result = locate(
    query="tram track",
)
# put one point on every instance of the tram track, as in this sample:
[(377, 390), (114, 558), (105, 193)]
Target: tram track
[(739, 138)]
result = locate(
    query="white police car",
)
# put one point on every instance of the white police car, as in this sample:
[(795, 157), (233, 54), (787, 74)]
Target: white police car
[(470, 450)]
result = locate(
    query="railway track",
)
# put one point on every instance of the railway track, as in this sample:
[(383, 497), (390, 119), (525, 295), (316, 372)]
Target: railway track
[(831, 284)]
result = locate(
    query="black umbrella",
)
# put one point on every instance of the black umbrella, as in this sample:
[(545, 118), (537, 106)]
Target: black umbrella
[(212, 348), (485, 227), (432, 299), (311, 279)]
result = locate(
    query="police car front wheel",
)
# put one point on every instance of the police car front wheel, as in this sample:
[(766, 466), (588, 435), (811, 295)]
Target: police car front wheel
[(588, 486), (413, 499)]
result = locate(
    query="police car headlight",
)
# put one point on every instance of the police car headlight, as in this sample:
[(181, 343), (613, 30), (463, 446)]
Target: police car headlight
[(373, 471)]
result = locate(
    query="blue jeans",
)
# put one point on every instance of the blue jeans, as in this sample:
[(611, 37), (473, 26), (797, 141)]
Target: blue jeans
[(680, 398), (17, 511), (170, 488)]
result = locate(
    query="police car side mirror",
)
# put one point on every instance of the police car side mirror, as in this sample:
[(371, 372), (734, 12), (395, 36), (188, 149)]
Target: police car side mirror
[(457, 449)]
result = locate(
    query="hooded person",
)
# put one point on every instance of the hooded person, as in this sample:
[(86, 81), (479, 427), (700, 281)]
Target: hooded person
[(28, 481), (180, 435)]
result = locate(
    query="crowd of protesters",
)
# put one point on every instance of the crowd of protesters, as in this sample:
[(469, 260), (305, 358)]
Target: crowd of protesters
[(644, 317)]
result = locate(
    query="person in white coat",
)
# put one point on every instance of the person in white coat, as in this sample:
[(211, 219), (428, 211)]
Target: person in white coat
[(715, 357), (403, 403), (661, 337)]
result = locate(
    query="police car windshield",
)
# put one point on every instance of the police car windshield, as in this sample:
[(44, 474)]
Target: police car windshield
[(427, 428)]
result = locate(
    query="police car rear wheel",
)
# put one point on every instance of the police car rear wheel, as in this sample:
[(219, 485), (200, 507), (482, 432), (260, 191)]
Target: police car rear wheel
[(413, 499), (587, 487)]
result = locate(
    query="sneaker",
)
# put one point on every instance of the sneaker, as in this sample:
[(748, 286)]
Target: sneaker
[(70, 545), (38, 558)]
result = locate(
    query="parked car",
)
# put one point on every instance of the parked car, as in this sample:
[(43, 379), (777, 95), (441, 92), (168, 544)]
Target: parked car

• • • •

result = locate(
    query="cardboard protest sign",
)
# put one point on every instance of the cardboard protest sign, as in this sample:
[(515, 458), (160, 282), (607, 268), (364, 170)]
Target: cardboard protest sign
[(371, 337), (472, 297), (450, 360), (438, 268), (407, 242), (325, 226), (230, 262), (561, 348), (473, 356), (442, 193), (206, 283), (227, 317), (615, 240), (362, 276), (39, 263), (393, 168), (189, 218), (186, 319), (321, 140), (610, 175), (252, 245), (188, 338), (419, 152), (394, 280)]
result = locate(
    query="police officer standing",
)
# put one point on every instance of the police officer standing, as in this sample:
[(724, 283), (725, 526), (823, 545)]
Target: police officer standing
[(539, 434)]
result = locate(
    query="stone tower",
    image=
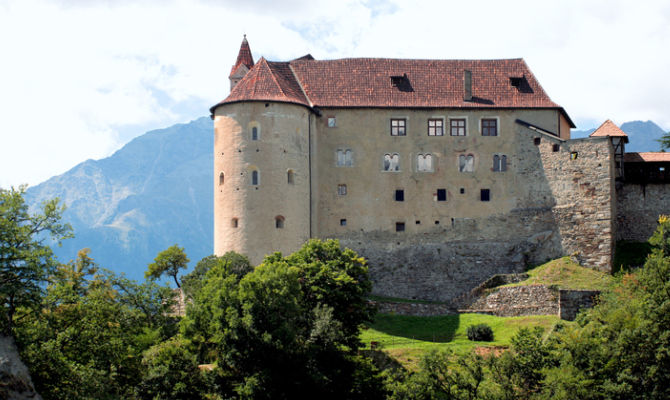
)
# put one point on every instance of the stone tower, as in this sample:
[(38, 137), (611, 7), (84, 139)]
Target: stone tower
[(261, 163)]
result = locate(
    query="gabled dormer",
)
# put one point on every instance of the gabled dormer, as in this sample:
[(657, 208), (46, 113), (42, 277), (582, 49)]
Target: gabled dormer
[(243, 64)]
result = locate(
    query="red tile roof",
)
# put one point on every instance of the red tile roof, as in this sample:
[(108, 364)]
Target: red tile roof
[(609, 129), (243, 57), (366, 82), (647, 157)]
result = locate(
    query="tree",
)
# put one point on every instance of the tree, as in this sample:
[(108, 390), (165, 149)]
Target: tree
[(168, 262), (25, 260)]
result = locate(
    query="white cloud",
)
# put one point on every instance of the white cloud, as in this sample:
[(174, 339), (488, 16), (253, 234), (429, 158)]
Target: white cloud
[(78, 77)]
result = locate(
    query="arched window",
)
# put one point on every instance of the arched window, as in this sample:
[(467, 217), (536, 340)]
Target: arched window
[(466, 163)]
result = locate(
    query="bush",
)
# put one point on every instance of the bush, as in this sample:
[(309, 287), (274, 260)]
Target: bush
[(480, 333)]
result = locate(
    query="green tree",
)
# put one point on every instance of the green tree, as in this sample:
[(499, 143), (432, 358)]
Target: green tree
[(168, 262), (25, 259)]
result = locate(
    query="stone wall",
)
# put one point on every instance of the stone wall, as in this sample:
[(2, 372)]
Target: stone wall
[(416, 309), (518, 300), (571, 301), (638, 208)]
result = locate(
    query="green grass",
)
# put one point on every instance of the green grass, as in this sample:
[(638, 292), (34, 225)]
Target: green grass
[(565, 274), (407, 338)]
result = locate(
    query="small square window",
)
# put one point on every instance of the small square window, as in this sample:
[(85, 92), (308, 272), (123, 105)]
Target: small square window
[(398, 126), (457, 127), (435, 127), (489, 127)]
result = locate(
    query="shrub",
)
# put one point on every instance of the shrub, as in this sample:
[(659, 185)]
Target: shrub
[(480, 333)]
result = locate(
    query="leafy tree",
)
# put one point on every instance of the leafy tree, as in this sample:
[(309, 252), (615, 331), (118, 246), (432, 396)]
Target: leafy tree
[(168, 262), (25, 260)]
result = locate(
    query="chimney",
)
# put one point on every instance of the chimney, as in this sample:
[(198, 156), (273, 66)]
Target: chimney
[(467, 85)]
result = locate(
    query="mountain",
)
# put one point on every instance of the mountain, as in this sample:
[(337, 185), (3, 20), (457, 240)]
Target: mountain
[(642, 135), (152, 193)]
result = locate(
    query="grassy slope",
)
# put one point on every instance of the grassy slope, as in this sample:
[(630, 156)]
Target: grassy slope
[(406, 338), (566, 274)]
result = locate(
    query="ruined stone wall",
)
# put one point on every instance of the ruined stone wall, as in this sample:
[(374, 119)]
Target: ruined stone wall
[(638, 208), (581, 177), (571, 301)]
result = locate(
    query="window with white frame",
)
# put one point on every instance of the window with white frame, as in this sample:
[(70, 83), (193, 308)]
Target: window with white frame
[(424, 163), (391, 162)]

• • • •

The response should hold exactly the lines starting at the line with "Target: green grass" and ending at the line with "# put one point on every instance of the leafy", and no other line of the material above.

◆ **REPLY TO THE EXERCISE**
Target: green grass
[(565, 274), (407, 338)]
result = locate(
    query="small square window",
)
# put one point on every instance of the small square window, as in this sample:
[(85, 92), (308, 272), (123, 105)]
Target: small square window
[(398, 126), (457, 127), (435, 127), (489, 127)]
result = locate(
    query="shrub",
)
# put one point on every instance of the shrub, as in this sample:
[(659, 185)]
Target: shrub
[(480, 333)]
result = locate(
    query="leafy tree",
)
# put one point on every instance of the leafy tree, as in this sample:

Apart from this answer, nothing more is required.